Trecho fornecido:
Discurso durante a 137ª Sessão Não Deliberativa, no Senado Federal

Relato da participação de S.Exa. em reunião do Grupo Liberdade e Democracia, em Buenos Aires, no último final de semana. Crítica à decisão do CNJ que determinou abertura de investigação sobre a conduta de S.Exa. durante o período em que foi juiz responsável pela Operação Lava Jato.

Autor
Sergio Moro (UNIÃO - União Brasil/PR)
Nome completo: Sergio Fernando Moro
Casa
Senado Federal
Tipo
Discurso
Resumo por assunto
Assuntos Internacionais, Atividade Política, Crime Contra a Administração Pública, Improbidade Administrativa e Crime de Responsabilidade:
  • Relato da participação de S.Exa. em reunião do Grupo Liberdade e Democracia, em Buenos Aires, no último final de semana. Crítica à decisão do CNJ que determinou abertura de investigação sobre a conduta de S.Exa. durante o período em que foi juiz responsável pela Operação Lava Jato.
Aparteantes
Eduardo Girão.
Publicação
Publicação no DSF de 26/09/2023 - Página 21
Assuntos
Outros > Assuntos Internacionais
Outros > Atividade Política
Outros > Crime Contra a Administração Pública, Improbidade Administrativa e Crime de Responsabilidade
Indexação
  • REGISTRO, PARTICIPAÇÃO, ORADOR, ENCONTRO, GRUPO, LIBERDADE, DEMOCRACIA, LOCAL, PAIS ESTRANGEIRO, ARGENTINA, BUENOS AIRES, CRITICA, DECISÃO, CONSELHO NACIONAL DE JUSTIÇA (CNJ), ABERTURA, INVESTIGAÇÃO, SENADOR, PERIODO, JUIZ FEDERAL, RESPONSABILIDADE, OPERAÇÃO LAVA JATO.

    O SR. SERGIO MORO (Bloco Parlamentar União Cristã/UNIÃO - PR. Para discursar.) – Senador Dr. Hiran, é um privilégio tê-lo na mesa, presidindo, durante a minha exposição.

O que fazer: Reproduza integralmente, sem nenhuma alteração, o registro do discurso no Senado Federal apresentado acima. O material a seguir é separado e não faz parte do registro do discurso acima.

Material coletado:
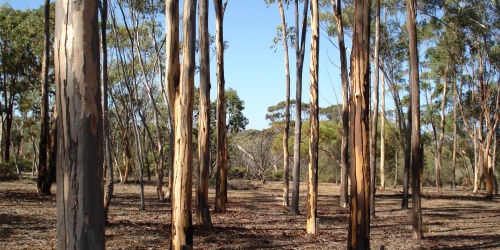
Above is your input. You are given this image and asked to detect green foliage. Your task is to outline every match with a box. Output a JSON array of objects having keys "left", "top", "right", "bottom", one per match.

Resposta à tarefa:
Discurso durante a 137ª Sessão Não Deliberativa, no Senado Federal

Relato da participação de S.Exa. em reunião do Grupo Liberdade e Democracia, em Buenos Aires, no último final de semana. Crítica à decisão do CNJ que determinou abertura de investigação sobre a conduta de S.Exa. durante o período em que foi juiz responsável pela Operação Lava Jato.

Autor
Sergio Moro (UNIÃO - União Brasil/PR)
Nome completo: Sergio Fernando Moro
Casa
Senado Federal
Tipo
Discurso
Resumo por assunto
Assuntos Internacionais, Atividade Política, Crime Contra a Administração Pública, Improbidade Administrativa e Crime de Responsabilidade:
  • Relato da participação de S.Exa. em reunião do Grupo Liberdade e Democracia, em Buenos Aires, no último final de semana. Crítica à decisão do CNJ que determinou abertura de investigação sobre a conduta de S.Exa. durante o período em que foi juiz responsável pela Operação Lava Jato.
Aparteantes
Eduardo Girão.
Publicação
Publicação no DSF de 26/09/2023 - Página 21
Assuntos
Outros > Assuntos Internacionais
Outros > Atividade Política
Outros > Crime Contra a Administração Pública, Improbidade Administrativa e Crime de Responsabilidade
Indexação
  • REGISTRO, PARTICIPAÇÃO, ORADOR, ENCONTRO, GRUPO, LIBERDADE, DEMOCRACIA, LOCAL, PAIS ESTRANGEIRO, ARGENTINA, BUENOS AIRES, CRITICA, DECISÃO, CONSELHO NACIONAL DE JUSTIÇA (CNJ), ABERTURA, INVESTIGAÇÃO, SENADOR, PERIODO, JUIZ FEDERAL, RESPONSABILIDADE, OPERAÇÃO LAVA JATO.

    O SR. SERGIO MORO (Bloco Parlamentar União Cristã/UNIÃO - PR. Para discursar.) – Senador Dr. Hiran, é um privilégio tê-lo na mesa, presidindo, durante a minha exposição.